[Dataset entries Boundary: Start]

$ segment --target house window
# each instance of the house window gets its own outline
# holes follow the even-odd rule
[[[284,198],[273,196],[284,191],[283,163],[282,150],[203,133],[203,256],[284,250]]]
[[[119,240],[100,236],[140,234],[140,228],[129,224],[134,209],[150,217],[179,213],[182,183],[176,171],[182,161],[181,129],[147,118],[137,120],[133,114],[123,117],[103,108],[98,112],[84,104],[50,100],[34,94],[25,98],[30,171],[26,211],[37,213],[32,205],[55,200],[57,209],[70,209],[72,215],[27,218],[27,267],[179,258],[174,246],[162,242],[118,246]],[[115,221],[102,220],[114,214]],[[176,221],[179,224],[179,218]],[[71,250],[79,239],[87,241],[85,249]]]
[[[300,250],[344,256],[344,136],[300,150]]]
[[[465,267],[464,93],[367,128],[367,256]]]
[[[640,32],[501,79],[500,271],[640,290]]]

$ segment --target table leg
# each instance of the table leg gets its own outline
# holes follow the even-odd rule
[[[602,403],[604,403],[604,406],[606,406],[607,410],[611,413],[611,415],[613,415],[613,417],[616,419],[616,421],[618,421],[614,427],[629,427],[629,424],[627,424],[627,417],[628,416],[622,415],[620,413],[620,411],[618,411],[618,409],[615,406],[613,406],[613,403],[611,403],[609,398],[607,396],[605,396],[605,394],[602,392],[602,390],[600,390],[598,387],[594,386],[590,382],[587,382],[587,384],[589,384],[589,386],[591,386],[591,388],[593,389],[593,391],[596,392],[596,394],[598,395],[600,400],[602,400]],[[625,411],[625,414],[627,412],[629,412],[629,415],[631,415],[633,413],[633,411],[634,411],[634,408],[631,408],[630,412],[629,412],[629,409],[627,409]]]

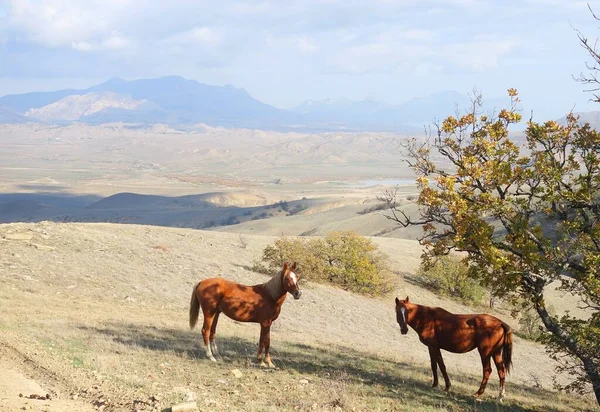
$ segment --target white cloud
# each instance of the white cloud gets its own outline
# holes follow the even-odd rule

[Dataset entries Boundary: End]

Would you return the whole listing exactly, without the pictures?

▸ **Solution to the exercise**:
$ segment --target house window
# each instance of the house window gets its own outline
# holes follow the even-odd rule
[[[284,198],[273,196],[284,191],[283,163],[282,150],[203,133],[203,256],[284,250]]]
[[[119,240],[100,236],[140,234],[140,228],[129,224],[134,209],[150,217],[179,213],[182,183],[176,171],[182,161],[181,129],[147,118],[137,120],[133,114],[123,117],[103,108],[98,112],[84,104],[50,100],[34,94],[25,98],[30,171],[26,211],[37,213],[32,205],[55,200],[57,209],[70,209],[72,215],[27,218],[27,267],[179,258],[174,246],[162,242],[118,246]],[[115,221],[102,220],[114,214]],[[176,221],[179,224],[179,218]],[[71,250],[79,239],[87,241],[85,249]]]
[[[300,250],[344,256],[344,136],[300,150]]]
[[[465,267],[464,93],[367,128],[367,256]]]
[[[640,32],[501,79],[500,271],[640,290]]]

$ segment --target table leg
# each instance of the table leg gets its own outline
# holes follow the even-odd rule
[[[602,403],[604,403],[604,406],[606,406],[607,410],[611,413],[611,415],[613,415],[613,417],[616,419],[616,421],[618,421],[614,427],[629,427],[629,424],[627,424],[627,417],[628,416],[622,415],[620,413],[620,411],[618,411],[618,409],[615,406],[613,406],[613,403],[611,403],[609,398],[607,396],[605,396],[605,394],[602,392],[602,390],[600,390],[598,387],[594,386],[590,382],[587,382],[587,384],[589,384],[589,386],[591,386],[591,388],[593,389],[593,391],[596,392],[596,394],[598,395],[600,400],[602,400]],[[625,411],[625,414],[627,412],[629,412],[629,415],[631,415],[633,413],[633,411],[634,411],[634,408],[631,408],[630,412],[629,412],[629,409],[627,409]]]

$ segment --target white cloud
# each instance of the white cloud gets its own outline
# holes follow the even-odd rule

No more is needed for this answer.